Вопросы по материалу:
1 - Что, согласно тексту о музыке в Лондоне, по замечанию Генделя дало толчок к созданию некоторых лучших его вокальных произведений?
2 - Продублируйте фрагмент текста о музыке в Лондоне между словами «Музыка в Лондоне» и «переплетаются между собой.» включительно.
3 - Допишите следующую часть текста о музыке в Лондоне, начав сразу после его последнего предложения.
[Текст страницы]
К середине XIX века увеселительные сады вышли из моды, и наследниками их стали «концертные комнаты» и концертные залы, возникавшие в городе повсеместно. В 1765 году было объявлено, что в «большом зале» в Спринг-гарденз выступит восьмилетний Моцарт, чья «игра на клавесине исполнена совершенства, превосходящего всякое… воображение».
Музыка в Лондоне не исчерпывалась, однако, концертным музицированием. Лондонские арии и напевные жалобы возникли вместе с первым уличным торговцем и с той поры не умолкали. Часто отмечалось, что «низший пласт» культуры коренных лондонцев способен оживлять и переформировывать традиционные культурные сферы. Образ малолетнего Моцарта, музицирующего в концертном зале, следует дополнить замечанием Генделя о том, что толчок к созданию некоторых лучших его вокальных произведений дали ему мелодичные возгласы уличных торговцев. В городе «высокое» и «низкое» неизбежно переплетаются между собой.
[/Текст страницы]
[Извлечённые данные]
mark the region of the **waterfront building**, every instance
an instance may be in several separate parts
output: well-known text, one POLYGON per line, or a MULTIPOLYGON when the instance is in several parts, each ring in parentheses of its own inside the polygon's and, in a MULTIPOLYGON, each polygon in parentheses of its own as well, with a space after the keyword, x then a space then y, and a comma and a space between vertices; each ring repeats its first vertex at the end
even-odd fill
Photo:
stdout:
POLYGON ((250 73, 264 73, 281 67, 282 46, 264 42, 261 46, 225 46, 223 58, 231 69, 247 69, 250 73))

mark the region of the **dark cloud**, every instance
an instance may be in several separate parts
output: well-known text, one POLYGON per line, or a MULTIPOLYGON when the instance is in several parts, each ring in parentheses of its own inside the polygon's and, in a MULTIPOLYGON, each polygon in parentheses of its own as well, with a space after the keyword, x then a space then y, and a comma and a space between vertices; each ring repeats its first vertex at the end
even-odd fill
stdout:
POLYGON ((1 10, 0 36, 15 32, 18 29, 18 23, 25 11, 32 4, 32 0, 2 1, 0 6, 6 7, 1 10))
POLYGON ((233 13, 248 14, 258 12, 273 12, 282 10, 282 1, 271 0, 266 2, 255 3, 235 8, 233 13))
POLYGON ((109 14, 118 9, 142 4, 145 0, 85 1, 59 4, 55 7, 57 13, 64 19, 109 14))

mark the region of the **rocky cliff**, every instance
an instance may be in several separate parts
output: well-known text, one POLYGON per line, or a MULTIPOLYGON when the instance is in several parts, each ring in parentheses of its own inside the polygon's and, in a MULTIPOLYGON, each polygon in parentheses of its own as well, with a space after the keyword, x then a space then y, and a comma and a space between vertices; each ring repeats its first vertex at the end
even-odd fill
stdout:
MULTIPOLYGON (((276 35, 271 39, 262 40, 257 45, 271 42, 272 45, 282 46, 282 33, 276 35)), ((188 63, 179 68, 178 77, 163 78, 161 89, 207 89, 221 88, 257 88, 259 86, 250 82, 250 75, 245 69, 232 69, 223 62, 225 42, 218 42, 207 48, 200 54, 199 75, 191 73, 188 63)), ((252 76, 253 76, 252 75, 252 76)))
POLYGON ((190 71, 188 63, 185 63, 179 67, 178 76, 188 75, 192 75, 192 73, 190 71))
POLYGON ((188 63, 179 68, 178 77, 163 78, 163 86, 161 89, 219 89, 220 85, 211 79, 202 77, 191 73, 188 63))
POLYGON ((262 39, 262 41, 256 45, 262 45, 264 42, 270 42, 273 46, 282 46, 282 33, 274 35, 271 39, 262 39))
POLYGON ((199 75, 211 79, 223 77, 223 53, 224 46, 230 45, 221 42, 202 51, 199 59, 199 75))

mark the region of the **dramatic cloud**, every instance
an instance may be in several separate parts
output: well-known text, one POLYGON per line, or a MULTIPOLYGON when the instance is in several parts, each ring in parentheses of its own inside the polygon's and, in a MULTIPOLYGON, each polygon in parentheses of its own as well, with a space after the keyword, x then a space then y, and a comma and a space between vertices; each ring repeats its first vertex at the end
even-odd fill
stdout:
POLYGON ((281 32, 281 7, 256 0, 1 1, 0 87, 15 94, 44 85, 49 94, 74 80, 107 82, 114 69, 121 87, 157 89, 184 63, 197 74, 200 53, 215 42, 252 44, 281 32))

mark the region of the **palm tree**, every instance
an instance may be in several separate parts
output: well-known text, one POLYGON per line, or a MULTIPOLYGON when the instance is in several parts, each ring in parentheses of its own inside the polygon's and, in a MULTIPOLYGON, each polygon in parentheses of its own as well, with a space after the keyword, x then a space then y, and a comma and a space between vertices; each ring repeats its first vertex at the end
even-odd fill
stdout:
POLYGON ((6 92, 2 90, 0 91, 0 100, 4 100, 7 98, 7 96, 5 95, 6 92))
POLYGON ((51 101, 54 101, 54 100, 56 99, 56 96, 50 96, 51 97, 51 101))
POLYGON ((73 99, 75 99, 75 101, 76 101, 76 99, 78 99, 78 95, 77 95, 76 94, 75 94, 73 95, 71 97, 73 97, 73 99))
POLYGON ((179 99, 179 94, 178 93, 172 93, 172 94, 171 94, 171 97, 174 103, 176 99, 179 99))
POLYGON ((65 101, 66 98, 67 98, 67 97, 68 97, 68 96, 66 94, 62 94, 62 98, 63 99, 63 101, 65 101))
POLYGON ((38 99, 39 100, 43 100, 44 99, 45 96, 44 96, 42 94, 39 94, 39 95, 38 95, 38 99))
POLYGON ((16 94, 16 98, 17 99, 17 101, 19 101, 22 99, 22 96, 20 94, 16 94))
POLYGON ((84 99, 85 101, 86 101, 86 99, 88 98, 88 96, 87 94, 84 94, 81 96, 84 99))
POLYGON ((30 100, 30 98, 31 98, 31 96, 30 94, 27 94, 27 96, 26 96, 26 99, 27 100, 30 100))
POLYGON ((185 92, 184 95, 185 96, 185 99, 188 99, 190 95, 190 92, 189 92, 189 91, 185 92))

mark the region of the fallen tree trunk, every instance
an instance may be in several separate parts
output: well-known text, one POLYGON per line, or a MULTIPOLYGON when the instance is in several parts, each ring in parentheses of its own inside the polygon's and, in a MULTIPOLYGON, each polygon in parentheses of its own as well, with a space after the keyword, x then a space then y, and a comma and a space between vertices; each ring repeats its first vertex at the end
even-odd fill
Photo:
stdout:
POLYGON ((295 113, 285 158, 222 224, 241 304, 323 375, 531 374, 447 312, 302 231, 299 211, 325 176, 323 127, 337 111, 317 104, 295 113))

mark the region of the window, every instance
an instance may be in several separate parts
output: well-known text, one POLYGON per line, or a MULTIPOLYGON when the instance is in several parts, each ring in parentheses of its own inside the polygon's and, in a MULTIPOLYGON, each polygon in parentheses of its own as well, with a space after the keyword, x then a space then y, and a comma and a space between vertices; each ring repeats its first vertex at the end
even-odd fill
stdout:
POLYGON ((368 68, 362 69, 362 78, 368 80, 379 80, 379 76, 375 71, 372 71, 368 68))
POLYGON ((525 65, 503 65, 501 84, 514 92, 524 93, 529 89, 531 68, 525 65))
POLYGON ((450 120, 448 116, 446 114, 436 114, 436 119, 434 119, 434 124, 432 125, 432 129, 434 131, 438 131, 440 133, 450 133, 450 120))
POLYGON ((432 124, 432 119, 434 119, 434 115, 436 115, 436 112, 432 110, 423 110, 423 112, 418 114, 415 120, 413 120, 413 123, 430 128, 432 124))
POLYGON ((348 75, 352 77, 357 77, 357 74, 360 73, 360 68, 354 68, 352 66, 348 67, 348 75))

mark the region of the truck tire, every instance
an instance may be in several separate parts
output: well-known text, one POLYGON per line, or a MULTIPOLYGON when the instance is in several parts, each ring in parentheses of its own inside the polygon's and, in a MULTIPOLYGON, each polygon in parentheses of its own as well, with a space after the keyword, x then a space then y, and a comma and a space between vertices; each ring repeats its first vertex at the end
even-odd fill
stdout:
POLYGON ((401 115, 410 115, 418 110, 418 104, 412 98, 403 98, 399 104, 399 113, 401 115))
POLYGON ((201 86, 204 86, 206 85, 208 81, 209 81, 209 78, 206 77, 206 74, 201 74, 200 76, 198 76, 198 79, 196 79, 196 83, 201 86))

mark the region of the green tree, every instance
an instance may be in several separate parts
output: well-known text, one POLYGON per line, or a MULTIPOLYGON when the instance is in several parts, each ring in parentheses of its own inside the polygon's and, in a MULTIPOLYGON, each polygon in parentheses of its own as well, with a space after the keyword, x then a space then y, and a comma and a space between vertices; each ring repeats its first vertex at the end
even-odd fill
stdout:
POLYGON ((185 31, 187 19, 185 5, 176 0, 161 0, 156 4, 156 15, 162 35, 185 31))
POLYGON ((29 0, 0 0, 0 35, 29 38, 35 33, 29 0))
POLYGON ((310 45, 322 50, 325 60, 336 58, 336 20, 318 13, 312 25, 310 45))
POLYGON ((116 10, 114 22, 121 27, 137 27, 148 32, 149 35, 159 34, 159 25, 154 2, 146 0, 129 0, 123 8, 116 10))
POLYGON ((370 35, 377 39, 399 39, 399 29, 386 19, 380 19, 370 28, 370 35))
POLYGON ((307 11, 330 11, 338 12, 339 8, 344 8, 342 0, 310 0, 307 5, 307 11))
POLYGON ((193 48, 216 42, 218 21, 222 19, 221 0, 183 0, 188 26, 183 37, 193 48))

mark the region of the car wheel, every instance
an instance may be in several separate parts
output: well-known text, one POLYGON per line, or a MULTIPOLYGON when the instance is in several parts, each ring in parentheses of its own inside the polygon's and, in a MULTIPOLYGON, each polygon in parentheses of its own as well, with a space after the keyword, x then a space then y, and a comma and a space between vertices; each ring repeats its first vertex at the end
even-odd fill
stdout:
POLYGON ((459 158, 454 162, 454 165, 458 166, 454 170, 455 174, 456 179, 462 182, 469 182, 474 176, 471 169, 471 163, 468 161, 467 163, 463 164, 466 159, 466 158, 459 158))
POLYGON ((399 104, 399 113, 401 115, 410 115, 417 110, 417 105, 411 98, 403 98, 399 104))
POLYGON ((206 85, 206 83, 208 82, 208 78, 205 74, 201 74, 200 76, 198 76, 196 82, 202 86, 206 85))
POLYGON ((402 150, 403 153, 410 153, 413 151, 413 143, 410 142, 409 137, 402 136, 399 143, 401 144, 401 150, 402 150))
[/Извлечённые данные]
Ожидаемые ответы:
1 - Мелодичные возгласы уличных торговцев.

2 -
Музыка в Лондоне не исчерпывалась, однако, концертным музицированием. Лондонские арии и напевные жалобы возникли вместе с первым уличным торговцем и с той поры не умолкали. Часто отмечалось, что «низший пласт» культуры коренных лондонцев способен оживлять и переформировывать традиционные культурные сферы. Образ малолетнего Моцарта, музицирующего в концертном зале, следует дополнить замечанием Генделя о том, что толчок к созданию некоторых лучших его вокальных произведений дали ему мелодичные возгласы уличных торговцев. В городе «высокое» и «низкое» неизбежно переплетаются между собой.

3 -
В «Лондоне-разорителе» мы слышим голоса торговцев средневекового Чипсайда, выпевающие: «Спелая земляника, вишня с рисом»; «Нитки парижские, самые лучшие… Горячие бараньи ножки… Макрель… Зеленый тростник!» Costermonger (первоначально торговец фруктами, позднее – фруктами и рыбой) кричал: «Costards!» («Крупные яблоки!»), но в последующие столетия «coster», сидя на своей повозке, уже выводил: «Морские языки-и!.. Пикша живая!.. У-у-у-гри!.. Макре-ель! Мак-мак-мак-макрель!» Так и разносилось вдоль по улицам и вдаль по столетиям: «Девушки, дамочки, вам мои шпилечки!.. А вот у меня угри-угрища… Клац-клац-клац-клецки!.. Серные спички, свечной приклад… Купите воску или вафель… Старую обувь на метлы меня-аю… Покупаем кроликов-кролей… Кому вилы, совки?.. Крабы, крабы, крабы, всякие крабы… Жирные куры – налетай, не зевай!.. Старые стулья починяю… Ненужное с кухни берем-берем… Носки полотняные, на шиллинг четыре пары… Четыре связки репчатого луку… Джон Купер – на все руки мастер… Свежая речная водица».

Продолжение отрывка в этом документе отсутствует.